▶ **EXTRACT PROVIDED**:
• • •

From the Comments

On libertarians and the welfare state.

I think that increasingly, especially if the Trump becomes a thing but likely trending that way without him, libertarian wonks are going to become a subset of the Democratic coalition since that is already the coalition of highly educated people sensitive to the harm principle of morality.

Their role in the democratic coalition will be to provide the propaganda for:

1) UBI [universal basic income], which various libertarian heroes have already proposed in the past

2) “Nudge” policies based on statistical studies. These will be sold as the “less intrusive” alternative to some new bureaucracy (“a tax on Soda’s is preferable to a new Soda Safety Department”).

3) Loosening of regulations on a the democratic client base the way they’ve done so for the republican client base.

4) Anything anti-cop.

On #1 I doubt they will succeed in dismantling current welfare/service bureaucrats, but they may manage to add a layer of direct UBI on top of that.

I disagree with (2). I think that even those libertarians who I think of as fitting the commenter’s model are quite skeptical of governmental nudging.

Otherwise, however, I think that it is quite difficult for libertarians to dissociate themselves from the highly-educated class. Libertarians will tend to emphasize issues on which they and the educated left can agree, rather than focus on changing the minds of the educated left on issues on which they disagree.

Libertarians may not formally join the Democratic coalition, but in recent years all of the libertarian victories (marijuana legalization, gay marriage) have come from liberal issues, none on free-market issues. We could not even persuade people on the left (or the Republican establishment) to oppose the Ex-Im bank.

22 thoughts on “From the Comments

  1. Libertarians at large will never join the Democrat coalition. Liberals just don’t care enough about social issues to interfere with their primary emphasis on redistribution (and to a slightly lesser extent technocracy). Democrats use social issues to leverage elections in order to advance their redistribution and authoritarianism. This is why they emphasize group-identity-voting-bloc politics over individual liberalism. Hmmm, “individual liberalism” has a nice ring to it…

    More likely, when demographics make redistribution and voting clearly along demographic (group-identity-voting-bloc politics) lines, the union workers will join the Republican party. So, the forecast is calling for being disappointed in Republicans for eternity. Thus, I consider the main benefit of these so-called liberaltarian offerings is to show democrats for what they are and prove my point.

• • •

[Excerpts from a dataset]
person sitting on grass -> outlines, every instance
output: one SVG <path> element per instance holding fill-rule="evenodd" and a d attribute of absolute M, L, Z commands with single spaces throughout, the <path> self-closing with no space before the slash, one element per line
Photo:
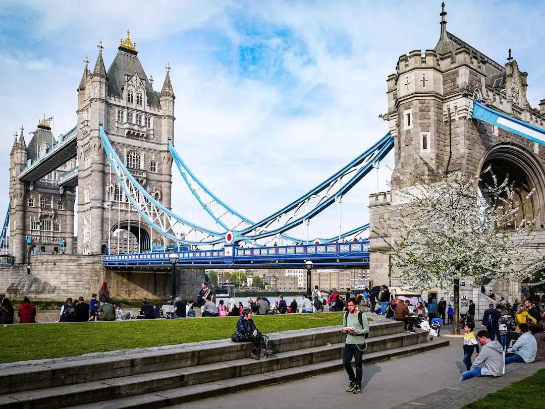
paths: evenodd
<path fill-rule="evenodd" d="M 477 333 L 477 342 L 482 347 L 479 356 L 475 359 L 469 371 L 462 374 L 460 382 L 475 376 L 496 377 L 502 375 L 504 369 L 504 349 L 498 341 L 490 339 L 488 331 Z"/>
<path fill-rule="evenodd" d="M 270 355 L 272 351 L 269 349 L 263 349 L 264 340 L 261 333 L 257 331 L 256 324 L 252 319 L 252 310 L 245 308 L 242 311 L 242 315 L 237 322 L 237 332 L 233 334 L 231 339 L 235 342 L 250 342 L 253 343 L 252 354 L 250 357 L 253 359 L 259 359 L 261 355 Z"/>
<path fill-rule="evenodd" d="M 545 332 L 539 325 L 532 325 L 530 327 L 530 332 L 536 339 L 537 343 L 537 353 L 536 354 L 536 362 L 545 359 Z"/>
<path fill-rule="evenodd" d="M 219 316 L 220 315 L 217 307 L 209 295 L 206 298 L 206 302 L 203 306 L 202 312 L 202 316 Z"/>
<path fill-rule="evenodd" d="M 522 335 L 511 348 L 507 350 L 508 352 L 515 352 L 514 355 L 505 358 L 505 364 L 508 365 L 513 362 L 522 362 L 529 364 L 536 359 L 537 353 L 537 341 L 535 337 L 528 332 L 528 324 L 520 324 L 518 329 Z"/>
<path fill-rule="evenodd" d="M 103 302 L 99 308 L 99 315 L 95 318 L 99 321 L 115 321 L 116 310 L 113 308 L 113 304 L 109 302 Z"/>

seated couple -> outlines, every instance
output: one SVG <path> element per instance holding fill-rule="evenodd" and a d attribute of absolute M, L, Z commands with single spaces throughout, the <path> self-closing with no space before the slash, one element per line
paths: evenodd
<path fill-rule="evenodd" d="M 253 359 L 259 359 L 261 357 L 267 357 L 272 353 L 268 345 L 268 337 L 263 335 L 257 331 L 256 324 L 252 319 L 252 310 L 244 308 L 242 315 L 237 322 L 237 332 L 231 336 L 234 342 L 252 342 L 251 357 Z"/>

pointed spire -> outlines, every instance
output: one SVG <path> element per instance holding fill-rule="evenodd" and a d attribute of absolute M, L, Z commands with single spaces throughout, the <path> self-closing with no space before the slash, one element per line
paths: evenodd
<path fill-rule="evenodd" d="M 441 36 L 439 40 L 446 40 L 446 11 L 445 11 L 445 2 L 441 3 Z"/>
<path fill-rule="evenodd" d="M 24 130 L 25 128 L 23 127 L 22 125 L 21 125 L 21 134 L 19 135 L 19 143 L 21 144 L 21 147 L 22 148 L 26 149 L 27 144 L 25 143 L 25 137 L 23 136 L 23 131 Z"/>
<path fill-rule="evenodd" d="M 83 74 L 81 76 L 81 80 L 80 81 L 80 86 L 77 87 L 77 90 L 81 91 L 85 89 L 87 84 L 87 78 L 89 76 L 89 59 L 86 56 L 83 59 L 83 63 L 85 63 L 85 68 L 83 68 Z"/>
<path fill-rule="evenodd" d="M 102 78 L 107 78 L 106 68 L 104 66 L 104 60 L 102 58 L 102 51 L 104 48 L 102 46 L 102 41 L 99 41 L 99 45 L 96 46 L 99 47 L 99 56 L 96 58 L 96 63 L 95 64 L 95 69 L 93 71 L 93 75 L 96 75 Z"/>
<path fill-rule="evenodd" d="M 161 90 L 161 95 L 168 95 L 174 97 L 174 90 L 172 89 L 172 83 L 170 81 L 170 64 L 167 63 L 167 75 L 165 77 L 165 82 Z"/>
<path fill-rule="evenodd" d="M 10 156 L 13 155 L 15 150 L 19 147 L 19 143 L 17 140 L 17 132 L 15 132 L 15 140 L 13 141 L 13 146 L 11 146 L 11 151 L 9 152 Z"/>

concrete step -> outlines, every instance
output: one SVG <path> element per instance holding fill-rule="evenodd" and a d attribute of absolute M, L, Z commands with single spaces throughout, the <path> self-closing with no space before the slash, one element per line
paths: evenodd
<path fill-rule="evenodd" d="M 401 333 L 369 338 L 365 356 L 418 344 L 425 345 L 427 333 Z M 139 395 L 323 362 L 342 358 L 344 343 L 279 352 L 255 360 L 235 359 L 177 369 L 110 378 L 76 384 L 0 395 L 0 409 L 21 407 L 55 409 L 74 405 Z"/>
<path fill-rule="evenodd" d="M 370 337 L 402 333 L 403 328 L 403 322 L 372 321 Z M 283 352 L 344 342 L 345 335 L 336 326 L 269 336 L 273 351 Z M 249 358 L 251 349 L 251 344 L 221 339 L 0 364 L 0 391 L 5 394 Z"/>
<path fill-rule="evenodd" d="M 436 339 L 432 342 L 366 353 L 364 355 L 364 364 L 423 352 L 446 346 L 449 344 L 448 340 Z M 337 358 L 259 374 L 231 377 L 221 381 L 210 381 L 206 383 L 70 406 L 67 409 L 159 409 L 203 398 L 209 399 L 329 373 L 343 368 L 342 359 Z"/>

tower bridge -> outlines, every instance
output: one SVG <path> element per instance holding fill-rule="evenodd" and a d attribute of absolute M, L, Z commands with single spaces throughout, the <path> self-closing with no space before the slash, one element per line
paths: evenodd
<path fill-rule="evenodd" d="M 370 195 L 368 224 L 361 221 L 356 223 L 361 225 L 326 238 L 310 237 L 308 225 L 331 206 L 338 206 L 340 213 L 343 197 L 392 149 L 396 169 L 425 173 L 439 163 L 449 172 L 475 175 L 490 165 L 499 177 L 508 173 L 521 197 L 535 189 L 520 218 L 537 216 L 532 246 L 542 252 L 545 100 L 538 109 L 530 106 L 528 74 L 519 69 L 511 50 L 505 64 L 496 62 L 446 30 L 444 4 L 440 15 L 434 48 L 401 56 L 387 77 L 388 110 L 380 115 L 387 124 L 385 136 L 307 193 L 257 222 L 208 189 L 175 149 L 169 65 L 160 91 L 155 90 L 128 31 L 107 70 L 100 42 L 92 70 L 84 60 L 76 126 L 56 138 L 44 116 L 28 144 L 22 127 L 15 135 L 10 206 L 0 237 L 3 254 L 15 265 L 0 272 L 0 286 L 24 282 L 29 263 L 33 276 L 53 282 L 54 264 L 70 266 L 73 260 L 82 263 L 78 269 L 95 269 L 78 270 L 80 274 L 102 279 L 123 269 L 126 274 L 115 279 L 134 280 L 131 270 L 144 274 L 146 268 L 168 267 L 169 253 L 153 250 L 171 243 L 188 246 L 176 252 L 182 271 L 193 272 L 195 279 L 184 282 L 186 286 L 197 286 L 204 273 L 195 272 L 205 267 L 302 267 L 311 259 L 317 266 L 370 269 L 375 283 L 388 282 L 386 249 L 368 232 L 384 214 L 397 211 L 400 204 L 390 192 Z M 173 164 L 214 228 L 172 209 Z M 404 182 L 394 175 L 392 183 L 402 186 Z M 290 235 L 301 225 L 306 227 L 306 236 Z M 120 230 L 126 232 L 126 242 L 122 243 Z M 32 255 L 37 248 L 38 253 L 62 254 Z M 52 288 L 59 289 L 55 294 L 73 295 L 62 283 L 77 275 L 55 281 Z M 147 285 L 138 282 L 135 285 Z M 165 282 L 159 286 L 168 288 Z M 498 294 L 519 293 L 516 283 L 496 285 Z M 160 295 L 159 290 L 146 291 Z"/>

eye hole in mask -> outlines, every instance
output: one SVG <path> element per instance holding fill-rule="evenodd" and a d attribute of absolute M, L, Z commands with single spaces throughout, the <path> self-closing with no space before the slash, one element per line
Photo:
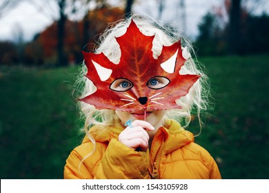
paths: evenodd
<path fill-rule="evenodd" d="M 112 90 L 117 92 L 126 92 L 131 89 L 134 84 L 127 79 L 119 78 L 115 79 L 110 85 Z"/>
<path fill-rule="evenodd" d="M 154 77 L 147 83 L 147 86 L 151 89 L 158 90 L 167 86 L 170 81 L 164 77 Z"/>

• • •

Copy out the whole text on libertarians and the welfare state word for word, from its first line to its last. The lines above are not needed for this work.

▶ **EXERCISE OUTPUT**:
From the Comments

On libertarians and the welfare state.

I think that increasingly, especially if the Trump becomes a thing but likely trending that way without him, libertarian wonks are going to become a subset of the Democratic coalition since that is already the coalition of highly educated people sensitive to the harm principle of morality.

Their role in the democratic coalition will be to provide the propaganda for:

1) UBI [universal basic income], which various libertarian heroes have already proposed in the past

2) “Nudge” policies based on statistical studies. These will be sold as the “less intrusive” alternative to some new bureaucracy (“a tax on Soda’s is preferable to a new Soda Safety Department”).

3) Loosening of regulations on a the democratic client base the way they’ve done so for the republican client base.

4) Anything anti-cop.

On #1 I doubt they will succeed in dismantling current welfare/service bureaucrats, but they may manage to add a layer of direct UBI on top of that.

I disagree with (2). I think that even those libertarians who I think of as fitting the commenter’s model are quite skeptical of governmental nudging.

Otherwise, however, I think that it is quite difficult for libertarians to dissociate themselves from the highly-educated class. Libertarians will tend to emphasize issues on which they and the educated left can agree, rather than focus on changing the minds of the educated left on issues on which they disagree.

Libertarians may not formally join the Democratic coalition, but in recent years all of the libertarian victories (marijuana legalization, gay marriage) have come from liberal issues, none on free-market issues. We could not even persuade people on the left (or the Republican establishment) to oppose the Ex-Im bank.

22 thoughts on “From the Comments

  1. Libertarians at large will never join the Democrat coalition. Liberals just don’t care enough about social issues to interfere with their primary emphasis on redistribution (and to a slightly lesser extent technocracy). Democrats use social issues to leverage elections in order to advance their redistribution and authoritarianism. This is why they emphasize group-identity-voting-bloc politics over individual liberalism. Hmmm, “individual liberalism” has a nice ring to it…

    More likely, when demographics make redistribution and voting clearly along demographic (group-identity-voting-bloc politics) lines, the union workers will join the Republican party. So, the forecast is calling for being disappointed in Republicans for eternity. Thus, I consider the main benefit of these so-called liberaltarian offerings is to show democrats for what they are and prove my point.